Task to carry out - Leave out the pictures and copy everything else in the entries exactly.

-- START OF Records --

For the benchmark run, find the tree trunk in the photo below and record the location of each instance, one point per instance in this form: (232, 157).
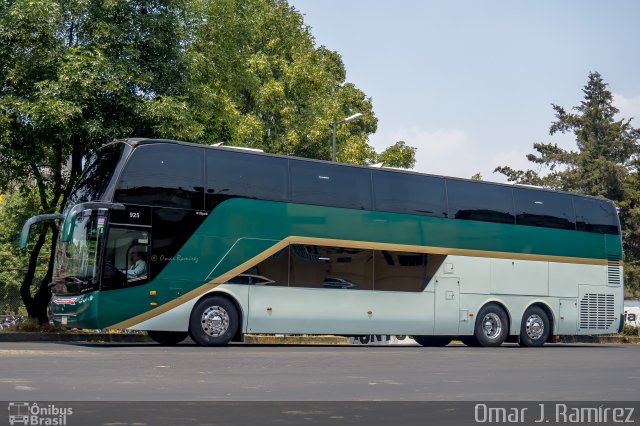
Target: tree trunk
(36, 305)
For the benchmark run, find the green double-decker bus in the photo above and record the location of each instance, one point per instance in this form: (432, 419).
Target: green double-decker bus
(182, 239)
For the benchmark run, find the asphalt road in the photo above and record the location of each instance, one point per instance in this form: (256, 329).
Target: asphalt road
(149, 372)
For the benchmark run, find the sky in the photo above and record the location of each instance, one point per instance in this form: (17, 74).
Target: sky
(471, 83)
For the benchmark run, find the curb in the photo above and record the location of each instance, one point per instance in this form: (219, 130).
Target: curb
(254, 339)
(599, 339)
(260, 339)
(73, 337)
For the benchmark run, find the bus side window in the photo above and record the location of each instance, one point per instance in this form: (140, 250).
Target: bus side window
(544, 208)
(480, 201)
(411, 194)
(126, 261)
(593, 215)
(164, 175)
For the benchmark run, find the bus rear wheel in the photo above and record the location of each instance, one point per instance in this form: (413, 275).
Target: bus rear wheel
(213, 322)
(167, 338)
(534, 330)
(492, 326)
(432, 341)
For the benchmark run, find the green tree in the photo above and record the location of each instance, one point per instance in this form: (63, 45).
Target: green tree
(15, 208)
(74, 75)
(605, 163)
(398, 155)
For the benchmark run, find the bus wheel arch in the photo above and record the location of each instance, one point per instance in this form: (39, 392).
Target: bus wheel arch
(492, 324)
(215, 320)
(536, 326)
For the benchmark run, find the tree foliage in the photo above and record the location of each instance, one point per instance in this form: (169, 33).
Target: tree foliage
(606, 163)
(75, 74)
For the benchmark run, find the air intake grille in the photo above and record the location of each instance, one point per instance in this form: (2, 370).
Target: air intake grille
(596, 311)
(613, 270)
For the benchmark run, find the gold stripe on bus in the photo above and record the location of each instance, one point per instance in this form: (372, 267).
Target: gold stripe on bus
(221, 279)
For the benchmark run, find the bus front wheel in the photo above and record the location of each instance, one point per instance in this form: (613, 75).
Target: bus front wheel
(432, 341)
(492, 326)
(167, 338)
(213, 322)
(534, 330)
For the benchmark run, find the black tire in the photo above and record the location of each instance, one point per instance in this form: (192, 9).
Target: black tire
(432, 341)
(470, 341)
(167, 338)
(213, 322)
(492, 326)
(534, 330)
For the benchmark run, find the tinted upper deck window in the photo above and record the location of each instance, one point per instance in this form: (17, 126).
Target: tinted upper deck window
(543, 208)
(98, 173)
(407, 193)
(239, 174)
(330, 185)
(480, 201)
(593, 215)
(164, 175)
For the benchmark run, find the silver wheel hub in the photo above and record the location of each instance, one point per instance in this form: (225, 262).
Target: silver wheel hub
(215, 321)
(534, 327)
(492, 325)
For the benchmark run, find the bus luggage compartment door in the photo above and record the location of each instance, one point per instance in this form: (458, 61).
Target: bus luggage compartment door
(447, 306)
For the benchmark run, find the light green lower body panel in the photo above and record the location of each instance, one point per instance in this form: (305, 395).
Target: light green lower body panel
(578, 298)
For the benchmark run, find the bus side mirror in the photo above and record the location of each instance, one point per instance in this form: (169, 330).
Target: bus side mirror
(26, 228)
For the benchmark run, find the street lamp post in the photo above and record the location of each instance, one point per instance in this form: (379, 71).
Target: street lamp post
(335, 124)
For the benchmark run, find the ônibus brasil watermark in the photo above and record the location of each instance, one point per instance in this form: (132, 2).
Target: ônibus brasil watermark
(30, 413)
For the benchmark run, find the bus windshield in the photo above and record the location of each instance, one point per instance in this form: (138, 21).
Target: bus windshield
(98, 173)
(77, 266)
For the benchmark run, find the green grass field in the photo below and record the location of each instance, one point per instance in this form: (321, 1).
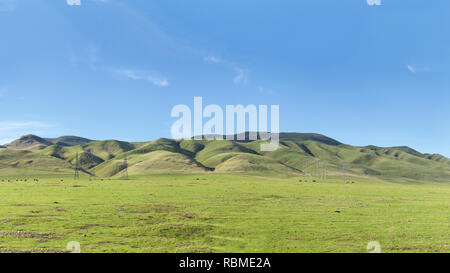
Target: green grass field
(221, 213)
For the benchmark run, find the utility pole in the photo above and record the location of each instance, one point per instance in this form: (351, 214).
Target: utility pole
(77, 167)
(344, 177)
(125, 163)
(305, 166)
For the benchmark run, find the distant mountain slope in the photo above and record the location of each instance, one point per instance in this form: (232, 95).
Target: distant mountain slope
(298, 154)
(32, 142)
(68, 140)
(29, 142)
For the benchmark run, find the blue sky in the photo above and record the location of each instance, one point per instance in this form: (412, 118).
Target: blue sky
(113, 69)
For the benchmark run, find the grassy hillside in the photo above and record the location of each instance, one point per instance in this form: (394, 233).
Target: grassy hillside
(303, 155)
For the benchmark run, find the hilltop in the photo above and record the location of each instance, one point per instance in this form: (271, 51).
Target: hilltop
(298, 155)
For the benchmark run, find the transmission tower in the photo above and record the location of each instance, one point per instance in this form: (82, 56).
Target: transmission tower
(125, 164)
(77, 167)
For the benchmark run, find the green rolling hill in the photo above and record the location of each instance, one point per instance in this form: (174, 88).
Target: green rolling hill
(298, 154)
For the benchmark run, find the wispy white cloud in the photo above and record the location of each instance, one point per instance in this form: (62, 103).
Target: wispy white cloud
(416, 69)
(212, 59)
(374, 2)
(241, 73)
(10, 130)
(143, 75)
(73, 2)
(241, 77)
(266, 91)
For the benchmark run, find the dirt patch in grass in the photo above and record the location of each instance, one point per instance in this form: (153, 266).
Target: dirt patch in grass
(185, 231)
(23, 234)
(89, 226)
(42, 250)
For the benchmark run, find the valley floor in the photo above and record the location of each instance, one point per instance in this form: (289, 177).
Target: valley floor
(222, 213)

-- END OF Records --

Task response -
For the benchmark run, find the tree trunk in the photo below and record the location of each instance, one point per instance in this form: (232, 157).
Target: tree trunk
(36, 305)
For the benchmark run, find the green double-decker bus in the photo above and record the location of each instance, one point per instance in this form: (432, 419).
Target: green double-decker bus
(182, 239)
For the benchmark run, find the asphalt road in the photo above and record the location of each instance, one point per instance in this form: (256, 329).
Target: asphalt road
(149, 372)
For the benchmark run, find the sky in the photo above and record the location of each instance, one point per instance in this form: (17, 74).
Target: sky
(471, 83)
For the benchmark run, find the curb in the photo above and record the location of each instance, one point per instance in this form: (219, 130).
Target: curb
(254, 339)
(599, 339)
(260, 339)
(73, 337)
For the benchmark run, find the bus side window in the photo above and record the location of each instance, one point per instance in this form: (140, 250).
Target: bus side window
(544, 208)
(480, 201)
(411, 194)
(126, 261)
(593, 215)
(164, 175)
For the benchmark run, find the bus rear wheel in the photo above and record the location of each instance, one point per instance in this form: (413, 275).
Target: bus rear wheel
(213, 322)
(167, 338)
(534, 330)
(492, 326)
(432, 341)
For the benchmark run, find the green tree in the photo above and record the location of each instance, one point per instance in this form: (63, 45).
Target: green tree
(15, 208)
(74, 75)
(605, 163)
(398, 155)
For the benchmark run, find the bus wheel arch in the photo above and record the location of each instance, one point per instance in this form: (39, 392).
Target: bus wheel arch
(492, 324)
(215, 320)
(536, 326)
For the benchmark run, find the tree foliage in the photo above and record the location of each instance, one point per instance in this form: (169, 33).
Target: tree foliage
(606, 163)
(75, 74)
For the benchmark run, find the air intake grille in the photo above and record the location of each instance, one point per instance in this form: (2, 370).
Target: air intake grille
(596, 311)
(613, 270)
For the benchmark run, find the gold stripe on bus in the photo above and record the location of each instance, one point per instance in this form: (372, 267).
Target: gold stripe on bus
(221, 279)
For the benchmark run, find the bus front wheel in the photo above and record the location of each instance, one point per instance in this form: (613, 75).
Target: bus front wheel
(432, 341)
(492, 326)
(167, 338)
(213, 322)
(534, 330)
For the benchmark run, find the black tire in the photo above and record the location of each instance, one point per instance in this form: (192, 9).
Target: black tire
(432, 341)
(470, 341)
(167, 338)
(213, 322)
(492, 326)
(534, 330)
For the benchmark run, find the tinted upper deck window in the photo above and record the location of each instance, one point per instance in this form: (17, 126).
Target: tinted upper deck window
(543, 208)
(98, 173)
(407, 193)
(239, 174)
(330, 185)
(480, 201)
(593, 215)
(164, 175)
For the benchmark run, find the silver wheel hub in the photo above and record the location of each instance, one point per instance in this form: (225, 262).
Target: silver wheel hub
(215, 321)
(534, 327)
(492, 325)
For the benchmark run, find the bus luggage compartment door in the photo above and record the location of each instance, one point per instance in this form: (458, 61).
Target: bus luggage compartment door
(447, 306)
For the benchmark run, find the light green lower body panel in the photo above and record the location of each instance, one point per instance in this form: (305, 395).
Target: light green lower body panel
(578, 298)
For the benchmark run, find the bus side mirror in the photo above and record the location of each instance, one point per instance in this form: (169, 330).
Target: bus side mirror
(26, 228)
For the benchmark run, find the street lamp post in the photo above and record the location of each instance, one point per instance in this form: (379, 71).
Target: street lamp post
(335, 124)
For the benchmark run, find the ônibus brasil watermark in the photo above and record the location of each instance, one point per instance in this form: (132, 2).
Target: ônibus brasil watermark
(30, 413)
For the benchmark run, find the bus windshield in the photo above and record the location of each instance, one point per instance in this form: (138, 21).
Target: bus windshield
(98, 173)
(77, 266)
For the benchmark run, find the green grass field in the photo below and record the location of each instance, one point per instance in this form: (321, 1).
Target: green grass field
(221, 213)
For the benchmark run, find the utility pole in the photo above and record the location of each instance, one point per instance in this form: (351, 214).
Target: utility pole
(77, 167)
(344, 177)
(125, 163)
(305, 166)
For the benchmark run, find the distant mountain slope in the photo above and record the location of each instance, one point per instance in this form: (232, 95).
Target: distant mountain slope
(298, 154)
(32, 142)
(68, 140)
(29, 142)
For the benchmark run, find the blue sky in the photo above and record the location of each instance, one point per instance in this form: (412, 118).
Target: blue sky
(113, 69)
For the benchmark run, find the grassy hillside in the photo above and record the location of each instance, one point per instance in this form: (394, 233).
Target: grassy hillside
(303, 155)
For the benchmark run, find the hilltop in the photo above and record the location of each instance, one point per instance in this form: (271, 51).
Target: hilltop
(298, 155)
For the benchmark run, find the transmission tower in the photo above and record the location of each instance, one point per instance in this form: (82, 56).
Target: transmission tower
(125, 164)
(77, 167)
For the benchmark run, find the green rolling hill in the photo above and record the location of each instance, one point per instance in this form: (174, 88).
Target: green rolling hill
(298, 154)
For the benchmark run, find the wispy white cloud in the photo above and record the location of each instance, one point per instance in this form: (62, 103).
Target: wispy white cloud
(416, 69)
(212, 59)
(374, 2)
(241, 73)
(10, 130)
(143, 75)
(73, 2)
(241, 77)
(266, 91)
For the benchmark run, find the dirt patch in grass in the photo above and record the location of each instance, one point per instance in this form: (153, 266).
Target: dirt patch in grass
(185, 231)
(23, 234)
(89, 226)
(42, 250)
For the benchmark run, find the valley floor in the photo above and record the location of each instance, one point per instance in this form: (289, 177).
Target: valley floor
(222, 213)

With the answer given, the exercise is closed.